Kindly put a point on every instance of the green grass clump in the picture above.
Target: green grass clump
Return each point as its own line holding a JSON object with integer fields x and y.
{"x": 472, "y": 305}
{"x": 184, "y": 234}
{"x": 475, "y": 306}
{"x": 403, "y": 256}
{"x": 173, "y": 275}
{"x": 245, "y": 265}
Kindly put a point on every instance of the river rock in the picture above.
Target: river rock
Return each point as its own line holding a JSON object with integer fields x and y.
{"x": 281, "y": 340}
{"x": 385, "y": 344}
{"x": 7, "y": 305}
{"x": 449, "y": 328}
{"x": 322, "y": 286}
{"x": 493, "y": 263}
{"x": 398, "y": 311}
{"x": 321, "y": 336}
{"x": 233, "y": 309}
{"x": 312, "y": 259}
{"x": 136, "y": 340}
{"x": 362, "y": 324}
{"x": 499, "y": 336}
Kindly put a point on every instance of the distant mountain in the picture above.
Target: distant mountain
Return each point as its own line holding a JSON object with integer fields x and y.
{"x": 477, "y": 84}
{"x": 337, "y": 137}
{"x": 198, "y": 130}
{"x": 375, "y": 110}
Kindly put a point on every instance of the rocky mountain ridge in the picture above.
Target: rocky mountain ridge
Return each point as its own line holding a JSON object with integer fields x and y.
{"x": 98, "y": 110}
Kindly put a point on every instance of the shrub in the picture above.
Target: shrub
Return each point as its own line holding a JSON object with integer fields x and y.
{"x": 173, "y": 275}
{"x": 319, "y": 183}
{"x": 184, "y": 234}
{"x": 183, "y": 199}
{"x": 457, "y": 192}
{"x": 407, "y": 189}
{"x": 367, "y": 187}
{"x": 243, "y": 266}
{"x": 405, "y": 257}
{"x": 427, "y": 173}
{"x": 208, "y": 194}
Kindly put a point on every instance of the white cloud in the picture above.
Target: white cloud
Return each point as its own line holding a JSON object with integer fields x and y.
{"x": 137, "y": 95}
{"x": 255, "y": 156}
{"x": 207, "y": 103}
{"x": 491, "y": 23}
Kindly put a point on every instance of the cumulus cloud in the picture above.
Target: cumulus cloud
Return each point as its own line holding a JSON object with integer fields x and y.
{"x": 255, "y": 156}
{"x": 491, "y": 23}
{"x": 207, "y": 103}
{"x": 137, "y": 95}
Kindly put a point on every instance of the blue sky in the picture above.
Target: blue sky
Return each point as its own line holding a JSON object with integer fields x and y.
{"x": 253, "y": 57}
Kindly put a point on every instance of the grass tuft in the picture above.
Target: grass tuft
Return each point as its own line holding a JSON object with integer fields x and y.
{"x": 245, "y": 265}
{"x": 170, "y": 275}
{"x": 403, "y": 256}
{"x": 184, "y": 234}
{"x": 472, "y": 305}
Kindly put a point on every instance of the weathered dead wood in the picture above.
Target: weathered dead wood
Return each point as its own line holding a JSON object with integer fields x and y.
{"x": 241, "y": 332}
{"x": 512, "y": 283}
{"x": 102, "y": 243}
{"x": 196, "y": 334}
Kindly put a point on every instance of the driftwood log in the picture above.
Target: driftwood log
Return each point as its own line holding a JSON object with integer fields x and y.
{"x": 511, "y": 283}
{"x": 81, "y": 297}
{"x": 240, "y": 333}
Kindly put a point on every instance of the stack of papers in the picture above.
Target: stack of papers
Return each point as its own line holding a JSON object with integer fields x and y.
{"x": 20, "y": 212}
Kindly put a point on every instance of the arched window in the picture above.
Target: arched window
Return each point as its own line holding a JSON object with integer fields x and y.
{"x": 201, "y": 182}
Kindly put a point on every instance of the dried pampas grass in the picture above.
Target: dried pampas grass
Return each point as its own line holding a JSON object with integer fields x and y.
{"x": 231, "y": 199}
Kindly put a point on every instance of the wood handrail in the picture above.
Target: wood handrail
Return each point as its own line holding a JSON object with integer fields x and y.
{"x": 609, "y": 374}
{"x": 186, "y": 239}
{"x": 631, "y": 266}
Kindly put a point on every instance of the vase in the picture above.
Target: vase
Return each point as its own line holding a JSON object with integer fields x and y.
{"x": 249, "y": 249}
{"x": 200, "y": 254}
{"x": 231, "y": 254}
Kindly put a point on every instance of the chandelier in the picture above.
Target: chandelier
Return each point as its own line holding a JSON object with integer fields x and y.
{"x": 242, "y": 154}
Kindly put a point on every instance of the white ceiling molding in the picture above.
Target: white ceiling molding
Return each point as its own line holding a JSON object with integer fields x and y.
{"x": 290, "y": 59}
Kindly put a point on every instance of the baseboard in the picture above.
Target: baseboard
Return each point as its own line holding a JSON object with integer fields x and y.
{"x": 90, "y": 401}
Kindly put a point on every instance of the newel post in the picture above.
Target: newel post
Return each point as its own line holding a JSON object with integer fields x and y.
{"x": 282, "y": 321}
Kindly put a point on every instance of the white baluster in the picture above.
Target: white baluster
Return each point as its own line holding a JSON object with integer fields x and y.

□ □ □ □ □ □ □

_Exercise description_: Within the material above, transcribe exactly the lines that run from the line holding "Target: distant mountain" through the line holding "Target: shrub".

_Reply to the task_:
Target: distant mountain
Return each point as its own line holding a JSON object with integer fields x and y.
{"x": 477, "y": 84}
{"x": 337, "y": 137}
{"x": 198, "y": 130}
{"x": 375, "y": 110}
Kindly put a point on every instance of the rocky mountain ridge in the picture above.
Target: rocky mountain ridge
Return each point as its own line holding a JSON object with integer fields x and y.
{"x": 98, "y": 110}
Kindly put a point on every instance of the shrub in the picture above.
Target: shrub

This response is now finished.